Action item: Where the word "dome" occurs in a line of the data, return the whole line.

Data under study:
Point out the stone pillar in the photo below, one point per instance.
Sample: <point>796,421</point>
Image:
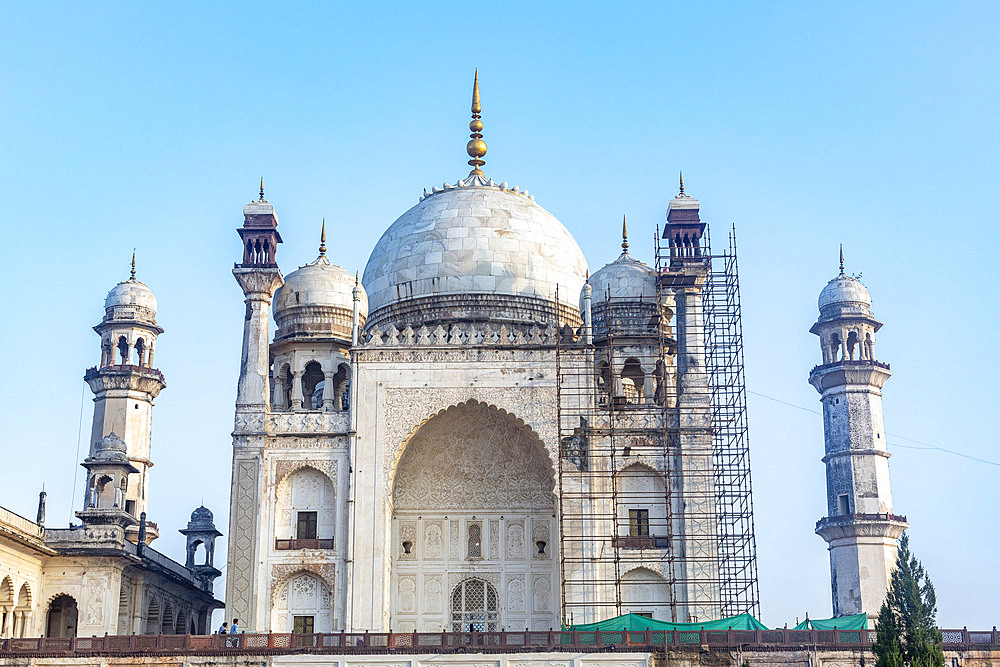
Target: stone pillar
<point>355,319</point>
<point>258,286</point>
<point>329,391</point>
<point>699,593</point>
<point>278,402</point>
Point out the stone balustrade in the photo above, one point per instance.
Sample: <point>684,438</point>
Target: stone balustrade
<point>473,333</point>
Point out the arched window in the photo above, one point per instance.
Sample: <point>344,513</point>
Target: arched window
<point>312,386</point>
<point>167,623</point>
<point>153,617</point>
<point>474,607</point>
<point>604,377</point>
<point>475,546</point>
<point>852,345</point>
<point>180,625</point>
<point>62,617</point>
<point>632,380</point>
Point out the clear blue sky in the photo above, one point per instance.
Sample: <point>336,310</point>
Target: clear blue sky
<point>807,125</point>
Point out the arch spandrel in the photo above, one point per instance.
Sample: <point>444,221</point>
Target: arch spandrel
<point>407,409</point>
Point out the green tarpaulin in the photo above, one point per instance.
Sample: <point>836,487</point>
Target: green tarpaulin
<point>856,622</point>
<point>635,622</point>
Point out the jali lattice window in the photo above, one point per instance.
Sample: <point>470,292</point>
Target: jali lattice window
<point>474,607</point>
<point>475,540</point>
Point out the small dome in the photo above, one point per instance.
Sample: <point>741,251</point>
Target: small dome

Answer area:
Point out the small dome in the photo above, one point per instance.
Target: small dome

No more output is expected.